───── Selected text ─────
'NGINX access-rights using string-interpolated file location
I found something curious about the nginx configuration.
Whenever I put a string-literal as certificate/key-file location everything works fine. But since I need a bit more dynamic logic I tried maps
. But apparently when you include a variable into the file-string, nginx doesn't use its root privileges meaning it cannot open the certificate?
example (this works perfectly):
server {
listen 443 ssl default_server;
listen [::]:443 ssl default_server;
server_name _;
ssl_certificate /etc/letsencrypt/live/mydomain.com/cert.pem;
ssl_certificate_key /etc/letsencrypt/live/mydomain.com/privkey.pem;
# rest of the configuration stuff
}
example (this doesn't somehow):
map $host $cert_name {
mydomain.com mydomain.com;
www.mydomain.com mydomain.com;
default mydomain.com;
}
server {
listen 443 ssl default_server;
listen [::]:443 ssl default_server;
server_name _;
ssl_certificate /etc/letsencrypt/live/$cert_name/cert.pem;
ssl_certificate_key /etc/letsencrypt/live/$cert_name/privkey.pem;
# rest of the configuration stuff
}
This wil yield in the following error message:
cannot load certificate "/etc/letsencrypt/live/mydomain.com/cert.pem": BIO_new_file() failed (SSL: error:0200100D:system library:fopen:Permission denied:fopen('/etc/letsencrypt/live/mydomain.com/cert.pem','r') error:2006D002:BIO routines:BIO_new_file:system lib) while SSL handshaking, client: #client-ip#, server: 0.0.0.0:443
additional info:
OS: Ubuntu 20.04
nginx: nginx/1.18.0 (Ubuntu) built with OpenSSL 1.1.1f 31 Mar 2020 TLS SNI support enabled
nginx started as root user?: yes
letsencrypt folder permissions: default
Would this be a security feature? or a bug?
───── Excerpted records ─────
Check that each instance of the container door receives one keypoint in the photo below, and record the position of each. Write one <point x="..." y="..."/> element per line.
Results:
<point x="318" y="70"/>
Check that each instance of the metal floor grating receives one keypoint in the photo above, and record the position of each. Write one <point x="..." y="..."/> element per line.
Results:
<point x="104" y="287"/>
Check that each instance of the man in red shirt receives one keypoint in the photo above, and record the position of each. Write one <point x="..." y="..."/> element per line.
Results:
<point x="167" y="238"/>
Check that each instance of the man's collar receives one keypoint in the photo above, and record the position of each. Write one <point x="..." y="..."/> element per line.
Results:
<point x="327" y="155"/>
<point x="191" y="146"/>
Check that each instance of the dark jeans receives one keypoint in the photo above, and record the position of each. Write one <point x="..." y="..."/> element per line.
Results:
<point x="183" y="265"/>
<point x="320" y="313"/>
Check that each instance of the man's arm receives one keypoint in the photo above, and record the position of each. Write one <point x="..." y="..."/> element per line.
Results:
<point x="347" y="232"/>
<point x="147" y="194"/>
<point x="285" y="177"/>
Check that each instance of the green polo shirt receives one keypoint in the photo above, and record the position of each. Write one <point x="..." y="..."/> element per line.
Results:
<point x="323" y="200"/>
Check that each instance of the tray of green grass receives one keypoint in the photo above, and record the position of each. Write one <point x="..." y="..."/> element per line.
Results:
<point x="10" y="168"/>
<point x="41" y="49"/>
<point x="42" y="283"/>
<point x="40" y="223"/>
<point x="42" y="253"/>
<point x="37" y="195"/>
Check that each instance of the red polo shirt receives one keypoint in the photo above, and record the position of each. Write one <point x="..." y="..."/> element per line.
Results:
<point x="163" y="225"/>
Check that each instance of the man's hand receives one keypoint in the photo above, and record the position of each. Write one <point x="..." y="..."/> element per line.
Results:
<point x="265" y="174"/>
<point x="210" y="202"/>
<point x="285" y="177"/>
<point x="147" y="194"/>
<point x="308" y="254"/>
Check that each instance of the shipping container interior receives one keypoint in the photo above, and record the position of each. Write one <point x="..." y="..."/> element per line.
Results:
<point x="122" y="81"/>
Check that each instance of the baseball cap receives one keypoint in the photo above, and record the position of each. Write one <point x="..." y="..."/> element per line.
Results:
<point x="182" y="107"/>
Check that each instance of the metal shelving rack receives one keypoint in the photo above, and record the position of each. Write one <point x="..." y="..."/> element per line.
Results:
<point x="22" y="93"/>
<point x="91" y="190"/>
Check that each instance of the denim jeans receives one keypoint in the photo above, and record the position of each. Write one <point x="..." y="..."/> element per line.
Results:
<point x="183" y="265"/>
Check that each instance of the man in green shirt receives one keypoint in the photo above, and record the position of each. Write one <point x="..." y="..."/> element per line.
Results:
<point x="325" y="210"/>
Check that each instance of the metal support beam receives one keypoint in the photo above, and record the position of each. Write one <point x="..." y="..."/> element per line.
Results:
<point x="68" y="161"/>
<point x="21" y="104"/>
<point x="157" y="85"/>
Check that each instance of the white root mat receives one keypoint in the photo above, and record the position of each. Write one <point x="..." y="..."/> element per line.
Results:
─────
[Given task] Rewrite the nginx configuration post between "Whenever I put" and "open the certificate?", inclusive, substituting "elevated privileges" for "root privileges".

[Correct output]
Whenever I put a string-literal as certificate/key-file location everything works fine. But since I need a bit more dynamic logic I tried maps
. But apparently when you include a variable into the file-string, nginx doesn't use its elevated privileges meaning it cannot open the certificate?